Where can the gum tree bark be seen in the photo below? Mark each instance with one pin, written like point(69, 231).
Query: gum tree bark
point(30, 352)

---

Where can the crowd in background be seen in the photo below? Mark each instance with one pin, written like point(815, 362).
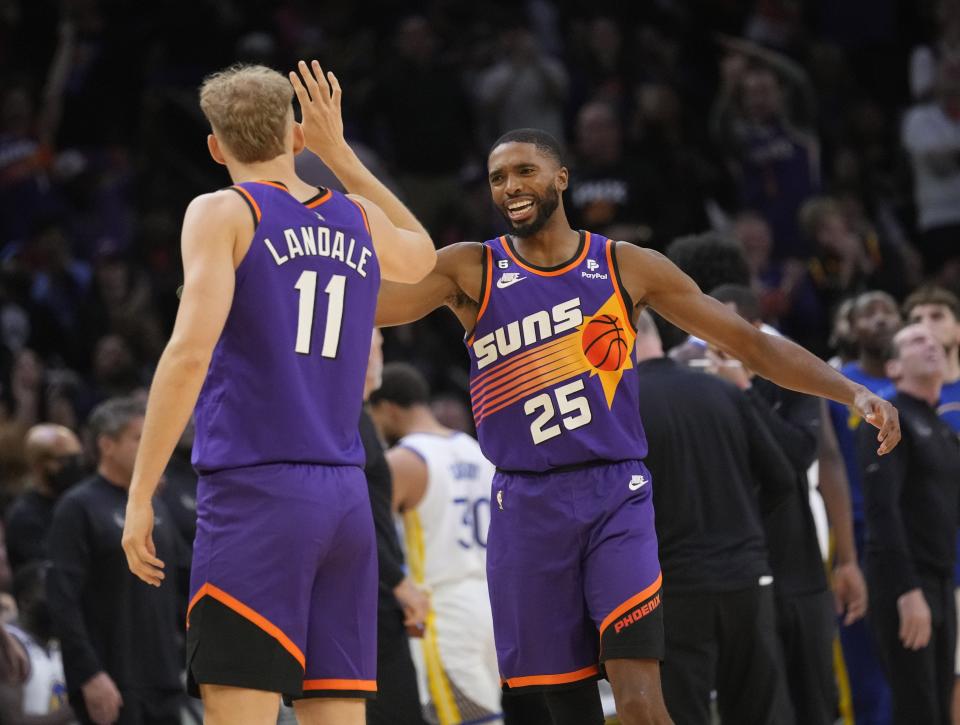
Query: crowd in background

- **GESTELLTE AUFGABE**: Ersetzen Sie in den Zeilen, beginnend mit der Zeile, die „Where can the gum“ enthält, und endend mit der Zeile, die „point(30, 352)“ enthält, jedes „bark“ durch „trunk“. Geben Sie nur diese Zeilen aus und lassen Sie alles Übrige unverändert.

- **ANTWORT ZUR AUFGABE**:
Where can the gum tree trunk be seen in the photo below? Mark each instance with one pin, written like point(69, 231).
Query: gum tree trunk
point(30, 352)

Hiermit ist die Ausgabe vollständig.